Input data:
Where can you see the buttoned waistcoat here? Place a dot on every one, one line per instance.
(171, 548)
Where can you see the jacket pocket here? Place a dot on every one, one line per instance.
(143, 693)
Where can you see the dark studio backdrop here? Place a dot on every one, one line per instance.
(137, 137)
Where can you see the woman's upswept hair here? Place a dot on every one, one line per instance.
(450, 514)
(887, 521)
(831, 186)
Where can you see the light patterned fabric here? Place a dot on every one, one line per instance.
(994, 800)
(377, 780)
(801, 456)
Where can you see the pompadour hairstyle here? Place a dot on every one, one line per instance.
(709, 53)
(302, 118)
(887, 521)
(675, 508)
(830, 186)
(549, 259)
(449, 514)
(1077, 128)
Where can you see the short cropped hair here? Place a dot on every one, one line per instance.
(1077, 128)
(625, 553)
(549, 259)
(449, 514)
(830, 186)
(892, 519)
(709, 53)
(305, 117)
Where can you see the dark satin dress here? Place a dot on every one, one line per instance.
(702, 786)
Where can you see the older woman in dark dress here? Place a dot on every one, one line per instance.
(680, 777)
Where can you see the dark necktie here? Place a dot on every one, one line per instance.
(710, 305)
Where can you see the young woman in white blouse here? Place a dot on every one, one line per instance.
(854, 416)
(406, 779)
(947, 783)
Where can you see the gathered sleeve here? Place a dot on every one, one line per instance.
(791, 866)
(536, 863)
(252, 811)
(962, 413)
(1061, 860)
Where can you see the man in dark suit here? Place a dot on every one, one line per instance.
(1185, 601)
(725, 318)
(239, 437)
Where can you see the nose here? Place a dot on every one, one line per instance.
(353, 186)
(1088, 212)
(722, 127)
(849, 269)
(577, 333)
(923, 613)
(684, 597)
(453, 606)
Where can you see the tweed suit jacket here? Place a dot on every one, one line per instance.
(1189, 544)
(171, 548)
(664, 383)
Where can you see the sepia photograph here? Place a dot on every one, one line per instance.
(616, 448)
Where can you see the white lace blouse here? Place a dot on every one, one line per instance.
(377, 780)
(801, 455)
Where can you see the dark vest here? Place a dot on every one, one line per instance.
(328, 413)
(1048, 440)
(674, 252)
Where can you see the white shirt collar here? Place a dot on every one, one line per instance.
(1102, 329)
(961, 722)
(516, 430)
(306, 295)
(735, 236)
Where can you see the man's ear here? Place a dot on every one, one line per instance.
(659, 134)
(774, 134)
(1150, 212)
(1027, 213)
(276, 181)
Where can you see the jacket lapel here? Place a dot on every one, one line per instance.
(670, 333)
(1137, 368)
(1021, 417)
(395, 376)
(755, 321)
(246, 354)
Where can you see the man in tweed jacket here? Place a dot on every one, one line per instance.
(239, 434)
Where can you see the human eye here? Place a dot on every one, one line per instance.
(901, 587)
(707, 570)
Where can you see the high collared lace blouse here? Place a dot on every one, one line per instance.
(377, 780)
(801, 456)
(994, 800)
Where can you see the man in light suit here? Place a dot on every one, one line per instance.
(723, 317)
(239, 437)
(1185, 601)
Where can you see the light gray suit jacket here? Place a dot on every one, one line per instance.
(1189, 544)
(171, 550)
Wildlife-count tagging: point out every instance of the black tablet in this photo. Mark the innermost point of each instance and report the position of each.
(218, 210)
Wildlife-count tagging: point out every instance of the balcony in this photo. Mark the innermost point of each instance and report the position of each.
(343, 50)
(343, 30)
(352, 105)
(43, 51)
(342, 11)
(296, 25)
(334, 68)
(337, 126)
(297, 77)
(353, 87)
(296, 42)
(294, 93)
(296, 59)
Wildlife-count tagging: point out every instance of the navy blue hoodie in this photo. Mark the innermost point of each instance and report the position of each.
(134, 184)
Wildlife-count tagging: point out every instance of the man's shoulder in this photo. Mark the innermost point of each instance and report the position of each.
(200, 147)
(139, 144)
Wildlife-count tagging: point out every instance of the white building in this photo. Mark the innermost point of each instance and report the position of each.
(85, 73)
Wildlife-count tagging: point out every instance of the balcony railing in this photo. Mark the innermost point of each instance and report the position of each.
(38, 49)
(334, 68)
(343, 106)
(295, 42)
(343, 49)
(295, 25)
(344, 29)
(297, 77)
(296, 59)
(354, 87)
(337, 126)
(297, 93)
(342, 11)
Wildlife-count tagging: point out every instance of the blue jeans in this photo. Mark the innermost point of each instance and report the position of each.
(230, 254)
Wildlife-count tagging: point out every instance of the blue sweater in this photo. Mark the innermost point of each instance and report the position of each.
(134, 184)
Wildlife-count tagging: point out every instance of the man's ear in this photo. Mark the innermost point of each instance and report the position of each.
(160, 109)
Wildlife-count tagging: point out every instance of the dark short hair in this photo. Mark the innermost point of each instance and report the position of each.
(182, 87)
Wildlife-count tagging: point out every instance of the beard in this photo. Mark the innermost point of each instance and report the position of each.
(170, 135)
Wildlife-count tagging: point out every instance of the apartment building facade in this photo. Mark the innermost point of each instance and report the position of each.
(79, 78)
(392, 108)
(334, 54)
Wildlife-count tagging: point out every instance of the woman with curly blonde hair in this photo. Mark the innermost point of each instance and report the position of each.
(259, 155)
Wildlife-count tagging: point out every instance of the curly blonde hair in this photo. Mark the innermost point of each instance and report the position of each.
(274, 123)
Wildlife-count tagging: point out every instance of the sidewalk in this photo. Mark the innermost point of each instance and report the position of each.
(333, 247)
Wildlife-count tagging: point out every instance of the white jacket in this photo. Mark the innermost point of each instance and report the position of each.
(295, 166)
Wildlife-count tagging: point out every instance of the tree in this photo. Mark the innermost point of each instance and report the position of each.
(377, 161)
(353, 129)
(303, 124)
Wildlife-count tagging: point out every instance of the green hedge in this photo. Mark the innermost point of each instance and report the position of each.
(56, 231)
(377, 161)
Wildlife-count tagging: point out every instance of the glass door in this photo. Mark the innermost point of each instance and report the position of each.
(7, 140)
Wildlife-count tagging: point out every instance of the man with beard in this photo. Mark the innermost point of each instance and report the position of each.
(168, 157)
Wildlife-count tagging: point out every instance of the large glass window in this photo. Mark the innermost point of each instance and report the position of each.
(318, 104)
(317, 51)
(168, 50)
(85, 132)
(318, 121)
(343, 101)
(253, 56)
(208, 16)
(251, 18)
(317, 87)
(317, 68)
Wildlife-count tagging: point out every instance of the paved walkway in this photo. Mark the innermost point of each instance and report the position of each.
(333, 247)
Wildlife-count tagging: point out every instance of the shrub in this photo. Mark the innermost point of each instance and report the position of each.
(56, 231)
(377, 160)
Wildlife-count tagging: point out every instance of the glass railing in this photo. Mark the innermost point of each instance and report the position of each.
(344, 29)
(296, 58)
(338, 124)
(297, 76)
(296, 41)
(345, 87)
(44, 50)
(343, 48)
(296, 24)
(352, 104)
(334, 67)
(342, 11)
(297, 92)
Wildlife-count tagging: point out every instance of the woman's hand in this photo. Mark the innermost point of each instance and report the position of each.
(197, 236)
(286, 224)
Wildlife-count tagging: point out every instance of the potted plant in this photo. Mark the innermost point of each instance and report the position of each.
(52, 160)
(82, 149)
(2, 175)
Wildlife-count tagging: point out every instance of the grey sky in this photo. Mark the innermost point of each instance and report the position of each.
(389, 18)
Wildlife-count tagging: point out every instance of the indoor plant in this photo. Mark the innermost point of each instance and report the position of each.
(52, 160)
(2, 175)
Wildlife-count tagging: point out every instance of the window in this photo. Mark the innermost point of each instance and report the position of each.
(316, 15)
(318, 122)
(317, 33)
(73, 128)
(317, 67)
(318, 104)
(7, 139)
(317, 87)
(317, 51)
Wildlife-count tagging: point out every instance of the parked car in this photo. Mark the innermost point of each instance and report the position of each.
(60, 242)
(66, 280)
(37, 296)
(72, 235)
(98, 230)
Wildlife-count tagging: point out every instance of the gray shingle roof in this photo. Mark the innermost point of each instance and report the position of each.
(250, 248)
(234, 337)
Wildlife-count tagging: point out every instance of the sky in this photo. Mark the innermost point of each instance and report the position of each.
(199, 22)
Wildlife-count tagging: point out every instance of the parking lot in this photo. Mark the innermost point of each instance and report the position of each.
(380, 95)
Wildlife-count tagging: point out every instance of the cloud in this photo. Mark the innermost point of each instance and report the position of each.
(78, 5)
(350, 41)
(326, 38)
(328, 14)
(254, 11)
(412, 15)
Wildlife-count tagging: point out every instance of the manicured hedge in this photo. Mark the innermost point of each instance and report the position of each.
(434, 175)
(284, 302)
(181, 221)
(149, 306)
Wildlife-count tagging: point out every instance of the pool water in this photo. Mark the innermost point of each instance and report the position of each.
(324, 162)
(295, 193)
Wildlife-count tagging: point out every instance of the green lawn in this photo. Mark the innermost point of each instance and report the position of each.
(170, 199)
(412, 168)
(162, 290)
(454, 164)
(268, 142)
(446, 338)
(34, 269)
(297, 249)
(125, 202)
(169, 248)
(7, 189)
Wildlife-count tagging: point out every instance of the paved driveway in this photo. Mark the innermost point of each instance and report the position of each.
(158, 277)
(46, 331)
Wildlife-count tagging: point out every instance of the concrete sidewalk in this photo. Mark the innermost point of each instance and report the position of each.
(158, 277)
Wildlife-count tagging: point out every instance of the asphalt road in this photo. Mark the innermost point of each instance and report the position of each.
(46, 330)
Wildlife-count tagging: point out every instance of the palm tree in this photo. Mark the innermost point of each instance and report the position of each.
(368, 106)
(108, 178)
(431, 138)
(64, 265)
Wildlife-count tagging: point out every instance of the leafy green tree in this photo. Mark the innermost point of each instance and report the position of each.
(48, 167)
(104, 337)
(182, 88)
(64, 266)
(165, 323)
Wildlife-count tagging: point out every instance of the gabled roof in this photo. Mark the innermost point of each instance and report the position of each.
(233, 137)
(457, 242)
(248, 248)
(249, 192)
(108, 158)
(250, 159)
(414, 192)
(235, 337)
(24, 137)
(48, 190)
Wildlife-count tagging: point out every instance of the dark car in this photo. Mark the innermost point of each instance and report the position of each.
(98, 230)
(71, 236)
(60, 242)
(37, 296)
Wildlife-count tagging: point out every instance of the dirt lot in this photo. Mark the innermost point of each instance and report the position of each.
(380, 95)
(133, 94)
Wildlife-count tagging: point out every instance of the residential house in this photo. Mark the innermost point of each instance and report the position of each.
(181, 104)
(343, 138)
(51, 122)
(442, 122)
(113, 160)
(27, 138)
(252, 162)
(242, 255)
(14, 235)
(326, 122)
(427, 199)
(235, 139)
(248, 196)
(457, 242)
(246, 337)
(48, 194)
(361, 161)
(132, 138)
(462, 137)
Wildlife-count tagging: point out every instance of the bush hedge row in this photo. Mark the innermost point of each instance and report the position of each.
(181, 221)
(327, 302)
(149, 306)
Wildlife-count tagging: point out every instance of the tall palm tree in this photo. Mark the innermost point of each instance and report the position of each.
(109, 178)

Set task:
Give back exactly the lines running from the line containing "Wildlife-count tagging: point out every instance of the leafy" through the end of the material above, both included, and nothing beyond them.

Result:
Wildlife-count tagging: point out every instance of the leafy green tree in this photo. Mark the innermost point of each instance and report the position of each.
(48, 167)
(104, 337)
(182, 88)
(64, 266)
(165, 323)
Wildlife-count tagging: point out every instance of the gabled roof in this photo. Mark the innermost point of each instance and report the position of each.
(233, 137)
(457, 242)
(248, 248)
(249, 192)
(108, 158)
(250, 159)
(414, 192)
(235, 337)
(24, 137)
(48, 190)
Wildlife-count tagging: point out every instance of the dark car in this photo. Mark the innermost point of each instance and report the position of each.
(98, 230)
(71, 236)
(60, 242)
(37, 296)
Wildlife-count tagging: point out every instance of the dirt lot in this photo. Mark the innermost point of each instance and report the position of each.
(380, 95)
(133, 94)
Wildlife-count tagging: point out every instance of the residential house in this photo. Mark the innermost point of each instance and report the position of each.
(181, 104)
(343, 138)
(51, 122)
(442, 122)
(113, 160)
(27, 138)
(252, 162)
(242, 255)
(14, 235)
(326, 122)
(427, 199)
(235, 139)
(248, 196)
(457, 242)
(246, 337)
(48, 194)
(361, 161)
(132, 138)
(462, 137)
Wildlife-count tagging: point out every instance of the bush hedge row in this photo. Mark the innermost point of each instance and report the position of each.
(181, 221)
(327, 302)
(149, 306)
Wildlife-count tagging: point out every instance of the tall palm tree in this photo. Mark the innermost point of each instance and report the position of each.
(109, 178)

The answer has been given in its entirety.